» **GIVEN TEXT**
Getting my nose out of joint

Bec – 20 July 2011

They say that when you are traveling you should throw yourself into a country and experience all that your destination has to offer.

Well…I for one have hopefully had my first and last taste of the National Health Service here in London, due to an englishmen literally throwing himself into my face.

Let me return to the start of a very nice summer day here in Fulham. The temperature was a acceptable 18 degrees and the children and I set out for a ride on the double-decker bus whilst Jamie caught up for lunch with an old friend.

Foster and Mylo had set their sights on Hyde Park, and in particular the Princess Diana Memorial Walk.

The bus pulled up at Hyde Park Corner and we happily exited our ride, ready to enter at the front gates of the park. As I walked along the footpath a man out on his lunch time run, heading in the opposite direction, king hit me in the nose and mouth with his arm or shoulder and failed to stop.

I’m not sure just how he couldn’t have noticed what he had done, seeing at least half a dozen others had.

Two lovely englishmen came to my aid before I crumbled but I thought after a few minutes of rest I would be able to continue.

Maybe in hindsight I wasn’t thinking that clearly!!

After making it through the main gates of Hyde Park, I realized i wasn’t okay and knew I had broken my nose, so I approached a “bobby” and the next thing I remember, the kids and I were sitting in a police car in Hyde Park whilst I was treated by an ambulance officer.

» **Records drawn from a dataset**
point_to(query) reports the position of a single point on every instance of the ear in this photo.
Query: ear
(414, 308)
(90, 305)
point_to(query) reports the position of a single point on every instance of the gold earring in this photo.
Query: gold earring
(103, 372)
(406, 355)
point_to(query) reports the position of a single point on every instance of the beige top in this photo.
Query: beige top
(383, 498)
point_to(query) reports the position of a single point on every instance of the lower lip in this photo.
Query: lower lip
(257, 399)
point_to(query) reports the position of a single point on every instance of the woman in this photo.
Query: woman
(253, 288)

==

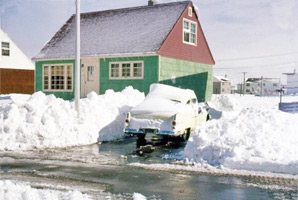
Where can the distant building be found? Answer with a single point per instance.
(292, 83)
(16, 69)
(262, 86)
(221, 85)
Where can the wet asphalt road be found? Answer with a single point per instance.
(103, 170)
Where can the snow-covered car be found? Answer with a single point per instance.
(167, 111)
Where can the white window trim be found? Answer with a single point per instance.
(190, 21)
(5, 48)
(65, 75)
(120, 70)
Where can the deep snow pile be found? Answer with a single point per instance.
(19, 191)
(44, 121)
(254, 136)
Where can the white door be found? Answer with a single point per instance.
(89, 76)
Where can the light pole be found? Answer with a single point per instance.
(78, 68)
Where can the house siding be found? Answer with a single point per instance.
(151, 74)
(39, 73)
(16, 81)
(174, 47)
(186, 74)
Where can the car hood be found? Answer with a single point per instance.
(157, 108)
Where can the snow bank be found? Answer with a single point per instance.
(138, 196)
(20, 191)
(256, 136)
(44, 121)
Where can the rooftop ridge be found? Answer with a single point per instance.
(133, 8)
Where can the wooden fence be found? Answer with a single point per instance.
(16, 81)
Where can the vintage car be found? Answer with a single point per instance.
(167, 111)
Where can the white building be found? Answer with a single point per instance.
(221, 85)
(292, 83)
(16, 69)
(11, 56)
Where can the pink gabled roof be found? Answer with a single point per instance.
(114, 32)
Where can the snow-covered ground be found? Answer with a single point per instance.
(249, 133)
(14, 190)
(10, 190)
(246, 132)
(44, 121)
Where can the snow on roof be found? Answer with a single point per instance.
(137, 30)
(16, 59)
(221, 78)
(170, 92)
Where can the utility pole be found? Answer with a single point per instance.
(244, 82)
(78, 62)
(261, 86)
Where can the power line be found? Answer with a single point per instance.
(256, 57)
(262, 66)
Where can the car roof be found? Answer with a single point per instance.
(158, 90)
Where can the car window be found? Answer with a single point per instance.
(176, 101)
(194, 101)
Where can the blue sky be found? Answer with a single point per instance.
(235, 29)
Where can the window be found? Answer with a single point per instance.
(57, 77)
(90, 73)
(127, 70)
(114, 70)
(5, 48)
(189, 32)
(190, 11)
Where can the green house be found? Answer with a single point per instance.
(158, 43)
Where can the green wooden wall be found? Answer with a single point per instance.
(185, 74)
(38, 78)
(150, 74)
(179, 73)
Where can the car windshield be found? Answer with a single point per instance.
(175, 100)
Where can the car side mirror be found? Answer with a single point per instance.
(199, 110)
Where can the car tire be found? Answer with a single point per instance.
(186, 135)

---

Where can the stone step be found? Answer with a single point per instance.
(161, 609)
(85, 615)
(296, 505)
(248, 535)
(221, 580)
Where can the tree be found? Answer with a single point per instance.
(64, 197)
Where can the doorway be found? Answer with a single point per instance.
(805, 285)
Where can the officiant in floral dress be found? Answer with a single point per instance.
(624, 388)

» **PARTS OF THE EXERCISE**
**a.** In the travel post about the Hyde Park injury, what place had Foster and Mylo set their sights on?
**b.** Write the next part of the travel post about the Hyde Park injury, picking up after its final sentence.

» **OUTPUTS IN ORDER**
**a.** Hyde Park, in particular the Princess Diana Memorial Walk.

**b.**
Poor Jamie, after just sitting down to lunch, he receives a call from PC (can’t remember his name) from the Hyde Park Branch. Sir, we have your wife and children with us…your wife has been knocked over by a runner and is being treated for a broken nose!!!

A twenty minute trip to the University College Hospital in Euston found me in a emergency waiting area where I was told that I would have to wait at least 5 hours, even though I was a “priority”!!! I’d hate to know how long a ‘non priority’ case has to wait!!!

The thought of 5 hours in this overcrowded room led me to a decision to abandon the prescribed course of action and we simply left the hospital from hell in a London black cab bound for Fulham!

I’m now at home, on the couch, nursing a fat nose, bruised eyes and swollen face.

I’ve learned two things from this experience. The first being that we do NOT have a bad hospital system in Australia…I will never again complain about a 20 minute wait at my local emergency department. The second and probably most crucial thing…. is something that I have always believed, and was reinforced to me today…. “exercise is dangerous”.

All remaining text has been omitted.